**Excerpt provided:**
+--

How AI will change (but not replace) learning design - Part 1

Dec 15 / Liz Hudson
AI is changing how learning experiences are designed, and our profession is evolving. But the human role is here to stay.

In the first part of this post, I explore what is happening right now, and why AI will change learning design without replacing the human work at its core.
While talking about the relaunch of our Learning Design Foundation Certificate on social media, I came across a comment suggesting that people should not bother trying to become learning designers anymore. Given the advances in AI, they argued, it would be better to retrain as a plumber.

I think concerns like this are understandable. AI is changing how learning experiences are designed, developed, and delivered. But the conclusion that learning design is therefore becoming obsolete rests on a very narrow understanding of what learning designers actually do, and what we are capable of doing in an AI-supported future.

Caught between hype and reality

This is a transitional moment for our profession. Excitement, experimentation, anxiety, and genuine innovation are all happening at once. Tools are evolving more rapidly than institutional cultures, and expectations are shifting faster than job descriptions.

Many learning designers are already experimenting with AI in real projects, sometimes with impressive results, and sometimes with deeply flawed ones. Much of this experimentation sits somewhere between promise and absurdity.

AI can generate content quickly, remix ideas creatively, and accelerate production workflows. At the same time, it regularly produces outputs that look plausible but are fundamentally wrong.

Plausible is not the same as accurate

Image generation offers a good illustration. Anyone who has tried to generate a clock face showing a specific time will have encountered the same issue. The numbers may look odd or incorrectly placed, and the hands almost always display the same aesthetically pleasing time (ten to two, or ten past ten), regardless of the prompt. This is likely because training data1 over-represents advertising imagery, where symmetry matters more than accuracy. In education and training, however, accuracy matters.

I have encountered similar issues recently when generating botanical imagery for a project. At first glance the results looked realistic, but closer inspection revealed inconsistencies that would not exist in nature. Even where accuracy was not necessary for the learning objective, those errors made the outputs unusable.

+--

**Collected material:**
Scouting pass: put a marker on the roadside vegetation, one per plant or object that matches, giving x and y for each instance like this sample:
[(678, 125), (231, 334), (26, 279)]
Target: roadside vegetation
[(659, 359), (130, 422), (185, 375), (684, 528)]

+--

**Exercise description:**
Continue the post about AI and learning design, starting right after its last paragraph.

**Exercise result:**
Assessment design reveals the same pattern. When testing AI-generated multiple-choice questions, I have seen poor practices being emulated, such as weak or silly distractors, incorrect options being identified as correct, and even question sets where none of the answers were valid. While AI can save time, it cannot replace expert quality assurance.

AI generates patterns, not understanding. It does not know what it does not know. It produces convincing outputs, not pedagogically sound ones.

For a qualified learning designer, these problems are visible. For someone under pressure, under-resourced, or lacking professional grounding, they may not be.

The real risk is not AI, but uncritical design

The greatest risk AI poses to learning design is not the replacement of people. It is the amplification of poor practice.

As with previous waves of educational technology, AI risks accelerating the production of superficially polished but pedagogically weak learning. With AI layered on top of rapid authoring tools, it is now possible to generate large volumes of content, bespoke graphics, and coherent-looking courses with minimal effort.

Without professional scrutiny, educational judgement, and ethical consideration, this becomes a false economy: an ocean of AI-generated learning that looks convincing but delivers little value (our very own flavour of AI slop).

This is not a failure of individual designers. It is a systems issue, driven by time pressure, cost-cutting, and persistent misunderstandings about the purpose and potential of learning design.

A profession with deeper roots than technology

The complex professional landscape of instructional design, learning design, or learning experience design has a long and distinguished history. Our vocation existed long before the internet, long before digital platforms, and long before learning technologies became an industry in their own right. At its heart, it has always been about people, not tools.

Instructional design has always been about creating the conditions in which learning can occur. Supporting understanding, capability, participation, and growth. Helping individuals and organisations achieve meaningful goals through intentional learning.

The digital age, and more recently the rise of AI, can make it easy to forget this. Tools come and go. Terminology shifts. Job titles proliferate. But the underlying purpose of the profession remains remarkably consistent.

Far from making learning design obsolete, AI may force a return to these foundations. It sharpens the distinction between content production and professional judgement, between automation and responsibility, between what can be generated and what must be designed.

For those entering the field now, this is not a diminishing profession. It is one in the midst of redefinition. A field with deep roots, but also with the opportunity to evolve in thoughtful, creative, and ethically-grounded ways.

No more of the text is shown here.